# WORK REQUIRED
Return every line of the records below unchanged, character for character.
---- GIVEN RECORDS
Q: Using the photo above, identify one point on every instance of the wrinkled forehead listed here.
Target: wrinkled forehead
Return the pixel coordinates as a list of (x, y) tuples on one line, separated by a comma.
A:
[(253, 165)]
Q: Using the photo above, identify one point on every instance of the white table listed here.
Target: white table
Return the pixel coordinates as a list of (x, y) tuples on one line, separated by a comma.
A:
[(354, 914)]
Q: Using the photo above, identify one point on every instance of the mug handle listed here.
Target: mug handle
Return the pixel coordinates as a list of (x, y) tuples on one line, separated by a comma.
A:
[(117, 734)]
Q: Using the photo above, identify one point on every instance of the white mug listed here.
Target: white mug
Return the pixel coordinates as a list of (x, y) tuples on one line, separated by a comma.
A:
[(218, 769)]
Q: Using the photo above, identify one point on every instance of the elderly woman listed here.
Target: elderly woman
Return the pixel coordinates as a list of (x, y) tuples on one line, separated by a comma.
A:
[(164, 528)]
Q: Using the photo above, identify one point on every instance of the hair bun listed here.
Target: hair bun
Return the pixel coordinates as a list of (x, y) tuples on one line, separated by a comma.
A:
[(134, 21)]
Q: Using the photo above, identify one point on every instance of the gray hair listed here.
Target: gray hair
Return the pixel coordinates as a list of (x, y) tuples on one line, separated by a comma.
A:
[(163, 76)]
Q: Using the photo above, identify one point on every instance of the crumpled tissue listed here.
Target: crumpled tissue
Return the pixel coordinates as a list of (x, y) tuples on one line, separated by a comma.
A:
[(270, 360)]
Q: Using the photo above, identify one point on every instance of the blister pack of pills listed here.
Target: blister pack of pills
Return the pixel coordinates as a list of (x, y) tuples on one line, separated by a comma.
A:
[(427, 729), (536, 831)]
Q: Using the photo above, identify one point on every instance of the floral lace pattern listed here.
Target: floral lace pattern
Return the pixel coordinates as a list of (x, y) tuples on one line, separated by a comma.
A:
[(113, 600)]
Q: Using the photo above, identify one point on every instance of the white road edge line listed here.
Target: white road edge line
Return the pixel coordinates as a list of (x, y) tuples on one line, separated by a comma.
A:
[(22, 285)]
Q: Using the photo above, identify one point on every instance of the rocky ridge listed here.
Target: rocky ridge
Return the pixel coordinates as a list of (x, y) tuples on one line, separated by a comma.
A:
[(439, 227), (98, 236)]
--------
# RESPONSE TO THE TASK
Q: Using the photo above, identify one point on every instance of the wrinkled forehead listed here.
Target: wrinkled forehead
Return the pixel coordinates as a list of (x, y) tuples on one line, separated by a comma.
A:
[(253, 165)]
Q: Using the photo above, identify one point on every instance of the white table listed here.
Target: white table
Return the pixel coordinates as a list of (x, y) tuples on one line, separated by a comma.
A:
[(354, 914)]
Q: Using the photo above, identify one point on every instance of the mug handle listed here.
Target: mug handle
Return the pixel coordinates as a list of (x, y) tuples on one line, separated by a comma.
A:
[(117, 734)]
Q: Using the photo above, identify one point on every instance of the white mug listed here.
Target: white mug
Return the pixel coordinates as a list of (x, y) tuples on one line, separated by a comma.
A:
[(218, 769)]
Q: Using the photo above, identify one point on every instance of the elderly woman listed here.
Target: elderly woman
Return the pixel coordinates as a list of (x, y) tuples on one line, separated by a comma.
A:
[(164, 528)]
Q: Using the photo above, identify one point on every instance of the hair bun listed here.
Target: hair bun
Return the pixel coordinates as a list of (x, y) tuples on one line, separated by a comma.
A:
[(134, 21)]
Q: Using the photo above, identify one point on every instance of the gray hair listed here.
Target: gray hair
Return the pixel coordinates as a list of (x, y) tuples on one line, separated by a comma.
A:
[(163, 76)]
Q: Using the photo above, identify one point on every instance of the crumpled tissue listed here.
Target: crumpled tissue
Return the pixel coordinates as a list of (x, y) tuples on one line, separated by a comma.
A:
[(270, 360)]
Q: Using the photo above, identify one point on every instance of the blister pack of pills listed here.
Target: blister pack of pills
Return the pixel coordinates as a list of (x, y) tuples on one line, separated by a comma.
A:
[(427, 729), (536, 831)]
Q: Using the photo above, identify one point on every instance of the floral lace pattern listed here.
Target: floral lace pattern
Return the pixel coordinates as a list of (x, y) tuples on one line, separated by a comma.
A:
[(113, 600)]
Q: Using the photo above, identify one point on every instance of the white road edge line listed here.
Target: white road edge line
Return the pixel coordinates as a list of (x, y) tuples on one line, separated by a comma.
A:
[(22, 285)]
Q: Using the photo above, identify one point on every instance of the rocky ridge listed here.
Target: rocky ridge
Return the pixel coordinates as a list of (x, y) tuples on one line, separated by a comma.
A:
[(439, 227), (98, 236)]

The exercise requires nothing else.